◆ Data records ◆
----------

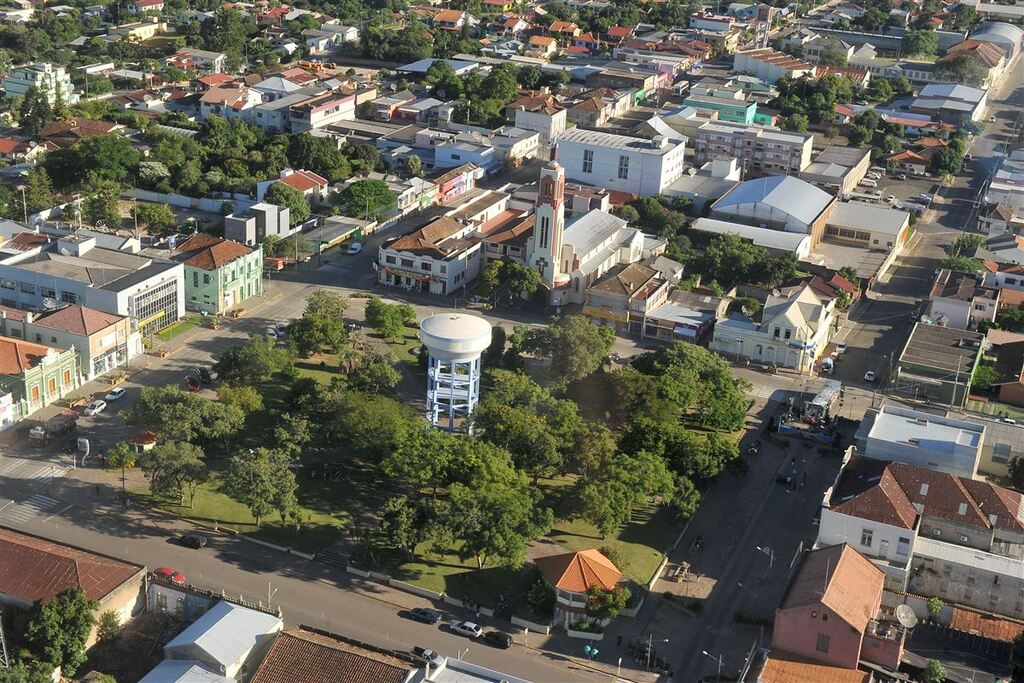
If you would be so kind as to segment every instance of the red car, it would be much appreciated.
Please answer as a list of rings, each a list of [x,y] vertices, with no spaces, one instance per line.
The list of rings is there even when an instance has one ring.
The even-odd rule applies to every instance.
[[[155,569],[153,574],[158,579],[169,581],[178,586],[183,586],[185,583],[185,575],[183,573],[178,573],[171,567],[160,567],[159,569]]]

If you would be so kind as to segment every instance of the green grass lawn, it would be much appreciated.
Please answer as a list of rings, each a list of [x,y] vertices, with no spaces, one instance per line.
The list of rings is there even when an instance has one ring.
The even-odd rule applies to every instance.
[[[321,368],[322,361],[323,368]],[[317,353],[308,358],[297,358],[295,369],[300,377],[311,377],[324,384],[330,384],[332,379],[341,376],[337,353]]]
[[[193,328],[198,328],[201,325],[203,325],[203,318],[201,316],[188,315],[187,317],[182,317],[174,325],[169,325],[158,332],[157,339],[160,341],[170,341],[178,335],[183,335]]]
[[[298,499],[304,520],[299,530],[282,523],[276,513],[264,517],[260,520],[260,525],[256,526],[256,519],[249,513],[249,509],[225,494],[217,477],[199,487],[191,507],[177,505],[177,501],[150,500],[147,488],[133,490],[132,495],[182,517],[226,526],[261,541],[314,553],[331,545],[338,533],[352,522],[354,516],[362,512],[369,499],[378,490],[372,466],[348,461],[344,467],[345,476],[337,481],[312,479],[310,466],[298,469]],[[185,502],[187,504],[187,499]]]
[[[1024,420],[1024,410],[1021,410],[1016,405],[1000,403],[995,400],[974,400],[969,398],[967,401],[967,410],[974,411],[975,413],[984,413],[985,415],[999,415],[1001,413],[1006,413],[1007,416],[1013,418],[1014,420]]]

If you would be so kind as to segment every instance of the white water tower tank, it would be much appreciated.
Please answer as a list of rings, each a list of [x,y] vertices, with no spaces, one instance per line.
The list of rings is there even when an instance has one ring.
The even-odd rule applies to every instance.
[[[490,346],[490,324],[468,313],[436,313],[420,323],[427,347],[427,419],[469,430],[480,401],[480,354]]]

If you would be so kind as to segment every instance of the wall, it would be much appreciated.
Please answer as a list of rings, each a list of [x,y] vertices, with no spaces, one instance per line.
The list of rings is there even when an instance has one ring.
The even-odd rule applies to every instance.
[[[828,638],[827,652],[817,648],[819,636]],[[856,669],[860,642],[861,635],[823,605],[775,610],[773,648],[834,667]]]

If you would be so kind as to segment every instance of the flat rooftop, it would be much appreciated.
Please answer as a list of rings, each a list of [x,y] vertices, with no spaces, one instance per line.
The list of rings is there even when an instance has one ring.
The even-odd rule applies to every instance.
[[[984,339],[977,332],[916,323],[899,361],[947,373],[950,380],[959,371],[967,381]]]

----------

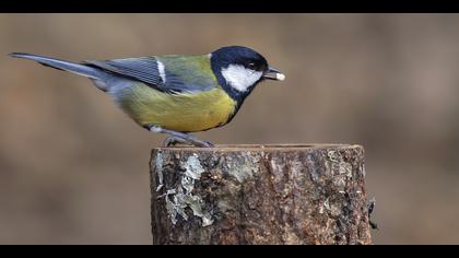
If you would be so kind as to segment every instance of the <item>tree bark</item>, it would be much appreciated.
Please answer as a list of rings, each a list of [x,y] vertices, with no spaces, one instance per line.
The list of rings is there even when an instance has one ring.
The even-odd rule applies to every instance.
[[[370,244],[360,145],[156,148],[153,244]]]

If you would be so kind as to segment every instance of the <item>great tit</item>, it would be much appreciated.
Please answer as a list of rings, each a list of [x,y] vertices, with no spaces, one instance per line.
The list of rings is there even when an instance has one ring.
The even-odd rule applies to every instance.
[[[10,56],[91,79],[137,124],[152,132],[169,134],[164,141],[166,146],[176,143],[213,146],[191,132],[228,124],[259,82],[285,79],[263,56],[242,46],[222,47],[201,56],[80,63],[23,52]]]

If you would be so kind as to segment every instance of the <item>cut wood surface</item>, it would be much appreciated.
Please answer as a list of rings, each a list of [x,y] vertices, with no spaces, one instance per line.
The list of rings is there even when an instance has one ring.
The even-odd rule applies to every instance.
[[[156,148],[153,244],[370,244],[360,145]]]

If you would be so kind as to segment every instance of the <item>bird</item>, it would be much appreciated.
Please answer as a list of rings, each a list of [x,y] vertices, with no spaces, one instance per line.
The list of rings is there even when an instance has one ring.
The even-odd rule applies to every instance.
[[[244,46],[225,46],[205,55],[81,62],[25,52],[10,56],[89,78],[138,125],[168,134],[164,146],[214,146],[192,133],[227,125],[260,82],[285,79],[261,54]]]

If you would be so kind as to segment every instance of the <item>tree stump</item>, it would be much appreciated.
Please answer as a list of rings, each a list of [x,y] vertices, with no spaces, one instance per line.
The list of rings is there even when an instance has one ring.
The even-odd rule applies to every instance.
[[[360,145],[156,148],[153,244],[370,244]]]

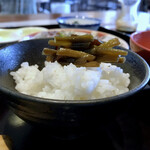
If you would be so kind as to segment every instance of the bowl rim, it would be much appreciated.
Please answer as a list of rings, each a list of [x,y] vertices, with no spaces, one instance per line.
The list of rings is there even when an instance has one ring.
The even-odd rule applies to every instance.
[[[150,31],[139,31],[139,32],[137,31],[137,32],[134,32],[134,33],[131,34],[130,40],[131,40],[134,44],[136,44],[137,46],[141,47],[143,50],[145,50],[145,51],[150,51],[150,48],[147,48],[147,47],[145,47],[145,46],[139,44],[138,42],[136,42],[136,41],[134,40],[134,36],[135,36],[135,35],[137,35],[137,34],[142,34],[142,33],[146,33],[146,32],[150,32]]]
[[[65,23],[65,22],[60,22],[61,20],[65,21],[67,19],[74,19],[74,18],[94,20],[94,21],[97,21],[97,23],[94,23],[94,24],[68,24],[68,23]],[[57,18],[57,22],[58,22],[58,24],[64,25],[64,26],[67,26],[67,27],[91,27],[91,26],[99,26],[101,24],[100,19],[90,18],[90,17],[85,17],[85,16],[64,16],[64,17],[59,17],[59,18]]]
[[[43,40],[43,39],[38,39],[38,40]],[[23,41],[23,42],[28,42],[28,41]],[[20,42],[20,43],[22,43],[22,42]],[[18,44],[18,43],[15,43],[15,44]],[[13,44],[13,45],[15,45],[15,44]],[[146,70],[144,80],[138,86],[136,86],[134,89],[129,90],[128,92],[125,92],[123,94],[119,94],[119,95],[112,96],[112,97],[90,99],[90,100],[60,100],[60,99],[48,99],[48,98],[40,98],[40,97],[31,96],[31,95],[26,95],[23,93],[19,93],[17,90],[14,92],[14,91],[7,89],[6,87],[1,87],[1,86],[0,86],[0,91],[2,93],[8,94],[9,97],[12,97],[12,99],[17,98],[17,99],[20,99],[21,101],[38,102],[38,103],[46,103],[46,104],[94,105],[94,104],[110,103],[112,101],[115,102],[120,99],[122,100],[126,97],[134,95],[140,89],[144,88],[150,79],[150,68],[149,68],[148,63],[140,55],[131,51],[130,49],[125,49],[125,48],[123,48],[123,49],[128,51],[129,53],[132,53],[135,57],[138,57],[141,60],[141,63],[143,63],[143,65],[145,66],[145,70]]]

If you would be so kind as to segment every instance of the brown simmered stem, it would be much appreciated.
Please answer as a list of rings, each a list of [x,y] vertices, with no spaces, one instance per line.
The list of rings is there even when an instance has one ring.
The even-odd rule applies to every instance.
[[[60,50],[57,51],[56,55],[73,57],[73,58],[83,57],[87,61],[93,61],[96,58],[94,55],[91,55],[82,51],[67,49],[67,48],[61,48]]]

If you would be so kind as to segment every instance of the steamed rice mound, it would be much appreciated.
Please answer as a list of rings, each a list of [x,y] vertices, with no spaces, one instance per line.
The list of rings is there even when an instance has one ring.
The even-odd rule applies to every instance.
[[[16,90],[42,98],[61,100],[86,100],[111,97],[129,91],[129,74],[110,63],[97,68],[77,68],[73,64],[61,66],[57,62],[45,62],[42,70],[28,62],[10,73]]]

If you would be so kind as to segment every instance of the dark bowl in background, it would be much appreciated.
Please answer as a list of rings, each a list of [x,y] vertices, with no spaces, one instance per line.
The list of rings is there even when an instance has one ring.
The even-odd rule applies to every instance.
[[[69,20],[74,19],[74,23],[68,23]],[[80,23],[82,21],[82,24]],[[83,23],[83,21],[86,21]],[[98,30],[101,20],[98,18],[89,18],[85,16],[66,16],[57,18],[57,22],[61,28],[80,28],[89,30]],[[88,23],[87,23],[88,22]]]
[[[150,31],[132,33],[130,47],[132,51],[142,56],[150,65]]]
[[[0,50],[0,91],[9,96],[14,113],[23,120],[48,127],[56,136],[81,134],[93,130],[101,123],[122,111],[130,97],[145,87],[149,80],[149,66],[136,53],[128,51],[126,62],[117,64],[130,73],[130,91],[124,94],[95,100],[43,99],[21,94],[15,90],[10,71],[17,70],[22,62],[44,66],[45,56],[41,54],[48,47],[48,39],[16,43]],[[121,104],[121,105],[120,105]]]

----------

◆ Written task ◆
List, copied in full, every line above that contains the string "item". Treat uppercase and lowercase letters as different.

◆ Answer below ◆
If you would be so kind as to segment every instance of the <item>tree bark</item>, it would be much appreciated.
If you would be so kind as to segment every instance of the <item>great tit</item>, it would be much appreciated.
If you would be so kind as to segment every instance of the <item>cut wood surface</item>, it would be much appreciated.
If you would be so kind as to segment every instance of the <item>bird</item>, it would be much appreciated.
If you would be so kind as to segment every instance of the <item>tree stump</item>, it would be much appreciated.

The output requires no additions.